Outline labeling records:

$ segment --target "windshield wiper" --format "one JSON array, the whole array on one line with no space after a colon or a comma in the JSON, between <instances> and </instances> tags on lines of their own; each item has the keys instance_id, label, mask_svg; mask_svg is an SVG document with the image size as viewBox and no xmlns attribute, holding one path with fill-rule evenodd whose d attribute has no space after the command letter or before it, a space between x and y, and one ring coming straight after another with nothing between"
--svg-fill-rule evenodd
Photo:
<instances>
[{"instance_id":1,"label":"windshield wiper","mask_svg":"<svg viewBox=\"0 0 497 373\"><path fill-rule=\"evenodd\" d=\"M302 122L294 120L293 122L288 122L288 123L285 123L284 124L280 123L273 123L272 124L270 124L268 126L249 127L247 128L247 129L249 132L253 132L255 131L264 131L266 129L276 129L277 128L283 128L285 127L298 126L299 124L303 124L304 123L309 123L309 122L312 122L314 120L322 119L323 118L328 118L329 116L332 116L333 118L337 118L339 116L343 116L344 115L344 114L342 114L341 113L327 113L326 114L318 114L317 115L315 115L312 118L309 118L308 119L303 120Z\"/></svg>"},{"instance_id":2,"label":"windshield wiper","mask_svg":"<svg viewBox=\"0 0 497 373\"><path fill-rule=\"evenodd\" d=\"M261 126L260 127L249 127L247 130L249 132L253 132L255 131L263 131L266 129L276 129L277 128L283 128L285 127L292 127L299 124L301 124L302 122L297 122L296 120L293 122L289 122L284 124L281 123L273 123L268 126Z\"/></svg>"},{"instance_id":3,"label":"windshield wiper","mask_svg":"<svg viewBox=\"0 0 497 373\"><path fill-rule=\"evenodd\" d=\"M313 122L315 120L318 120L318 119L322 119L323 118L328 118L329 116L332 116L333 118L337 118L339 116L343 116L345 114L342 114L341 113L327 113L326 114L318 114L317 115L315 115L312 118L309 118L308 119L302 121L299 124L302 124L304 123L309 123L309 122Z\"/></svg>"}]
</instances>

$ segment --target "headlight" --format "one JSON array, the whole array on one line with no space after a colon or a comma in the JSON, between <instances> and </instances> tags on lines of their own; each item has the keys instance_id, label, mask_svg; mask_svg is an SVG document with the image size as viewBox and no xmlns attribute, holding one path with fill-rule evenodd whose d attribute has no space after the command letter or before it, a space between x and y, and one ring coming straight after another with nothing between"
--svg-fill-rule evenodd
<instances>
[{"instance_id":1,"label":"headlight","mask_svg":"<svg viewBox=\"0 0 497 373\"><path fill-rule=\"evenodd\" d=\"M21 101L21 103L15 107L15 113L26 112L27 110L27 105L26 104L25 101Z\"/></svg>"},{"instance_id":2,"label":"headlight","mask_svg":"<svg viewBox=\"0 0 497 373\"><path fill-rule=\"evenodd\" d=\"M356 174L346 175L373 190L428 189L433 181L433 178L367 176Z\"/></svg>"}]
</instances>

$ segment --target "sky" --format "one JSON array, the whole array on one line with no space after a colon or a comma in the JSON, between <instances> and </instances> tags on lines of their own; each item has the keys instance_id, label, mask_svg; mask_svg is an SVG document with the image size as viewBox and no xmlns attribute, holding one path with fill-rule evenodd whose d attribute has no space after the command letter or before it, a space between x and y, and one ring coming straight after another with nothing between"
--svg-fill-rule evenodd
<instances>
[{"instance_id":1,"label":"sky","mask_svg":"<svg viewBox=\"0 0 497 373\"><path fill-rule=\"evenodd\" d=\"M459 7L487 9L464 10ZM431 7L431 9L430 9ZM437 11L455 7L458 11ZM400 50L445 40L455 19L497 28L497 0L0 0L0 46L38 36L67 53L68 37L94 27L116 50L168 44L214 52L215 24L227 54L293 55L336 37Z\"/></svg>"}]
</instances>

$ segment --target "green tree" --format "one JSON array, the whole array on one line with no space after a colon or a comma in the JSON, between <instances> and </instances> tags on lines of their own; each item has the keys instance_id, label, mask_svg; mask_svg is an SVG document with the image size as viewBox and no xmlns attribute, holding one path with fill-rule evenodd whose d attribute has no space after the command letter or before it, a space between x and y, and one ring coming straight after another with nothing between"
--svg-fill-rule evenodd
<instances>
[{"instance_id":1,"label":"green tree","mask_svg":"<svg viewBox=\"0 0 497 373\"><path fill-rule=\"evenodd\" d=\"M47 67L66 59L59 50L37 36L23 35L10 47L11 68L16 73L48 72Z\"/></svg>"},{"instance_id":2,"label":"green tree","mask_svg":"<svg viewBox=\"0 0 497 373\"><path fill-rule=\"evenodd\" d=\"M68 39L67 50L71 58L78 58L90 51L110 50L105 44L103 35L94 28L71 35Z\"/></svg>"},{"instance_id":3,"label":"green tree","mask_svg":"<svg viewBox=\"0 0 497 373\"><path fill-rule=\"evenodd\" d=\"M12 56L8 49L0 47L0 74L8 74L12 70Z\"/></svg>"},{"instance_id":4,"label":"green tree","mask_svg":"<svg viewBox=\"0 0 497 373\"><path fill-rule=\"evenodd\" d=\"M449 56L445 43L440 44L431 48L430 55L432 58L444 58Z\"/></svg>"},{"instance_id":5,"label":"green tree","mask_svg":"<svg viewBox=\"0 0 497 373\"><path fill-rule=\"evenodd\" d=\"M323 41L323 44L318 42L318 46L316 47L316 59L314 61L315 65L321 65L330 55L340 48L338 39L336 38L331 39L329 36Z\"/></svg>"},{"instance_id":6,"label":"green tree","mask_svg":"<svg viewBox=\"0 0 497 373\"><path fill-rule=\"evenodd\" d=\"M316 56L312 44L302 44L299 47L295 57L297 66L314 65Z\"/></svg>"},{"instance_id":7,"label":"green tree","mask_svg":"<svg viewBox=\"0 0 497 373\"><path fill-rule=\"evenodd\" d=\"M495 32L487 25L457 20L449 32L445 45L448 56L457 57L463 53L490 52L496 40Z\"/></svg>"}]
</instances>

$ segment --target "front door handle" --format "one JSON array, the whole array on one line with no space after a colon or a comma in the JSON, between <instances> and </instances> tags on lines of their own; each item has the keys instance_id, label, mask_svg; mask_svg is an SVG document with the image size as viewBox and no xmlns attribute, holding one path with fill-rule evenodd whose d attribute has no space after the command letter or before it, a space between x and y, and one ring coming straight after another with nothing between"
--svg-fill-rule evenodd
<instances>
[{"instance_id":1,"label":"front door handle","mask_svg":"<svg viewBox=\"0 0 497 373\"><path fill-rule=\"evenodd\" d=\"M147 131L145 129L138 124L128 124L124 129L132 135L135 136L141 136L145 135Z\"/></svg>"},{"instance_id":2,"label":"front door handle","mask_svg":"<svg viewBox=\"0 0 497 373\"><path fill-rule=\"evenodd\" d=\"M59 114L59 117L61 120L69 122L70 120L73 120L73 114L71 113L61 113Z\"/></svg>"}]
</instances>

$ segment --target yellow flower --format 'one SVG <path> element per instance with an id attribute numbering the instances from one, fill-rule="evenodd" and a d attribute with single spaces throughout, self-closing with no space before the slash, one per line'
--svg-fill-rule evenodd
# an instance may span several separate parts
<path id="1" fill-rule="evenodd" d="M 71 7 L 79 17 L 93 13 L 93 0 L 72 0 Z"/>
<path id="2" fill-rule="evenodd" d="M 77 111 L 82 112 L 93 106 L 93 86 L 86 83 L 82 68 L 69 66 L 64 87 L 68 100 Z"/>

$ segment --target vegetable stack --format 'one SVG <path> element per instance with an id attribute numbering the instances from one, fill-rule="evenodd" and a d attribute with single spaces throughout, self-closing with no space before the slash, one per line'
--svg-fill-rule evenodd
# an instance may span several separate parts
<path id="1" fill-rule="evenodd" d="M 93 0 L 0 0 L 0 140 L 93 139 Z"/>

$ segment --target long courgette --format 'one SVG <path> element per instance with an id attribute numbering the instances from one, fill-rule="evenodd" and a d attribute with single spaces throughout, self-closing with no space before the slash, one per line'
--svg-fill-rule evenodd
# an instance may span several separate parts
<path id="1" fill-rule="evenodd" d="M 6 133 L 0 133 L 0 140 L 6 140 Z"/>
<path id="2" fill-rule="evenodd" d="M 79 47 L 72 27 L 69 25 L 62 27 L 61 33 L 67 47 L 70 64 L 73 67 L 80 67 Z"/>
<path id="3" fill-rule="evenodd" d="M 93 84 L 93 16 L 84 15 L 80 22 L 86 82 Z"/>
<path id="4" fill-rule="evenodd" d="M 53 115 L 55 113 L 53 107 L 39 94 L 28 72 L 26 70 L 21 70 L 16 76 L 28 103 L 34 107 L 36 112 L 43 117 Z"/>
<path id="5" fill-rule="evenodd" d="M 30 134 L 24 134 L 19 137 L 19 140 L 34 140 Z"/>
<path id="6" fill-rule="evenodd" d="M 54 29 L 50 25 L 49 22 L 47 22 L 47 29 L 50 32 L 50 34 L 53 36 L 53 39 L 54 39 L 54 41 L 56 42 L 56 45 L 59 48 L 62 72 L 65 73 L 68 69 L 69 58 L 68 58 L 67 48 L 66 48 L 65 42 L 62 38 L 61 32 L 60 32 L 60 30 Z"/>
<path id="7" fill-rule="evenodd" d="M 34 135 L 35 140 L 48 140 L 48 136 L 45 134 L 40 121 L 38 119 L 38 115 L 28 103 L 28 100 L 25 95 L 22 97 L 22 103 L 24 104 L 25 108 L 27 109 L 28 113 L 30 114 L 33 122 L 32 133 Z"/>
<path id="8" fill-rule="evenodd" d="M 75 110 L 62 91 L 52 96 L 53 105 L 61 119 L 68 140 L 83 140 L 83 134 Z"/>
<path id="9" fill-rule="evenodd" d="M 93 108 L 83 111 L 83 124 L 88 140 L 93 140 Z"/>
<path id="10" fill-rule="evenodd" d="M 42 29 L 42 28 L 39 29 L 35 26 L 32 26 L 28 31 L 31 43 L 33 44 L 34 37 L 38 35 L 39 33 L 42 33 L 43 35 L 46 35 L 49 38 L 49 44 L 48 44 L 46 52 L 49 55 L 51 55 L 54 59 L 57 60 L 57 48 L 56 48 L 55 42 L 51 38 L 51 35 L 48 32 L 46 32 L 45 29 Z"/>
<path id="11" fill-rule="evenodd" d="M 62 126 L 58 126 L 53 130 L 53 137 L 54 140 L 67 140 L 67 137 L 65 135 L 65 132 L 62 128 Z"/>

* **WHAT IS NEEDED**
Rewrite the lines of the records above as a JSON list of strings, one string per line and no blank lines. Begin at the line that has "segment --target long" and stop after the line that has "133 L 0 133".

* **ANSWER TO THIS EXERCISE**
[
  "$ segment --target long courgette --format 'one SVG <path> element per instance with an id attribute numbering the instances from one, fill-rule=\"evenodd\" and a d attribute with single spaces throughout, self-closing with no space before the slash, one per line'",
  "--svg-fill-rule evenodd",
  "# an instance may span several separate parts",
  "<path id=\"1\" fill-rule=\"evenodd\" d=\"M 6 133 L 0 133 L 0 140 L 6 140 Z\"/>"
]